[Passage fourni]
Le déploiement massif du numérique nous amène à légiférer aujourd'hui afin d'établir des règles garantissant droits et protection. Il est d'autant plus nécessaire de donner un cadre aux usages du numérique lorsque ceux-ci impliquent des enfants, parfois très jeunes. En effet, derrière une apparence de légèreté existe bel et bien le danger d'utiliser l'enfant comme un outil publicitaire, au détriment de son bien-être et de ses droits, sans que les parents ou les responsables légaux aient toujours conscience de la portée de ces pratiques.

Nous l'avons dit, la présente proposition de loi pose des règles précises pour encadrer ce phénomène en s'inspirant du régime qui s'applique aux enfants travaillant dans le spectacle et le mannequinat. En effet, à partir du moment où elles génèrent des revenus, ces pratiques s'apparentent à une activité professionnelle. C'est d'ailleurs parce que ces activités sont à l'origine d'importants revenus, à la fois pour les parents et pour les plateformes, qu'il est impératif d'entourer ces usages d'un cadre juridique jusqu'ici inexistant. Par cette loi, inédite en Europe et dans le monde, la France témoigne de sa volonté de lutter contre les dérives du numérique et de protéger ses mineurs.

C'est dans cette perspective que l'article 3 encadre les horaires de travail et ouvre un droit à rémunération pour le mineur, ces sommes pouvant être déposées sur un compte de la Caisse des dépôts et consignations jusqu'à sa majorité, ceci dans le cas où l'enfant aura donné son assentiment ou que l'autorisation individuelle prévue à l'article 1er aura été fournie. Le Sénat a ajouté un point de vigilance important à la fin de l'article concernant le placement de produit dans un programme diffusé sur une plateforme de partage de vidéos et dont le sujet principal est un enfant de moins de seize ans.

[Entrées extraites]
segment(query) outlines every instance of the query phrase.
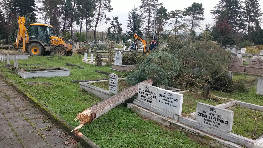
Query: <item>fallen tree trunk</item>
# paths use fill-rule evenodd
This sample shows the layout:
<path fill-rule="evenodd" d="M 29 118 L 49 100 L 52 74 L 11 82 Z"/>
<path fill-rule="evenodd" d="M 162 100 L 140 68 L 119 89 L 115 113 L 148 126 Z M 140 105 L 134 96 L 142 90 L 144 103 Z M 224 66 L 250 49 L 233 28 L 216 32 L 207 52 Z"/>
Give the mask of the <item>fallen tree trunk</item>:
<path fill-rule="evenodd" d="M 151 85 L 153 84 L 153 80 L 147 80 L 142 83 Z M 138 93 L 138 85 L 137 84 L 130 87 L 119 94 L 92 105 L 83 111 L 82 113 L 77 114 L 77 117 L 74 121 L 79 120 L 80 125 L 71 132 L 79 129 L 85 124 L 90 123 L 103 114 L 124 102 L 125 100 L 136 95 Z"/>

[Consigne 1]
D'après le texte sur la proposition de loi, de quel régime s'inspirent les règles qu'elle pose pour encadrer ce phénomène ?
[Consigne 2]
Expliquez en une à trois phrases pourquoi le texte sur la proposition de loi juge impératif d'entourer ces usages d'un cadre juridique.
[Consigne 3]
Reprenez, s'il vous plaît, le texte sur la proposition de loi à partir de sa dernière phrase et poursuivez-le.

[Résultat de l'exercice 1]
Du régime qui s'applique aux enfants travaillant dans le spectacle et le mannequinat.

[Résultat de l'exercice 2]
Ces activités sont à l'origine d'importants revenus, à la fois pour les parents et pour les plateformes. Dès lors qu'elles génèrent des revenus, elles s'apparentent d'ailleurs à une activité professionnelle.

[Résultat de l'exercice 3]
En première lecture, notre groupe avait rappelé l'importance de l'implication des plateformes numériques dans ce processus ainsi que l'enjeu fondamental d'une sensibilisation aux risques liés à ces pratiques. L'adoption de chartes explicitant ces risques est de ce point de vue une réelle avancée. Le groupe MoDem avait insisté sur les risques de dommages psychologiques durables. Ces chartes sont nécessaires en ce qu'elles engagent les plateformes à assumer leurs responsabilités et les parents à s'informer sur la réalité de ces pratiques numériques.

Le travail des sénateurs a permis que le CSA promeuve l'adoption de ces chartes par les plateformes de partage de vidéos : ce sera un moyen supplémentaire de mettre en exergue ces chartes, qui doivent être connues du plus grand nombre. De plus, ce nouvel article prévoit la publication périodique d'un bilan de l'application effective de ces chartes, ce qui contribuera aussi à la visibilité et la pérennisation du dispositif.

Cette deuxième lecture confirme l'ambition originelle de la proposition de loi : protéger les mineurs des risques de surexposition et d'atteinte à leur image, mais aussi sensibiliser les adultes qui les entourent aux enjeux du numérique, et responsabiliser les plateformes, sans qui rien ne pourra évoluer. La pédagogie et l'information sont, nous le croyons, les meilleurs outils pour prévenir les risques de ces pratiques émergentes et nous soutiendrons les initiatives qui iront en ce sens.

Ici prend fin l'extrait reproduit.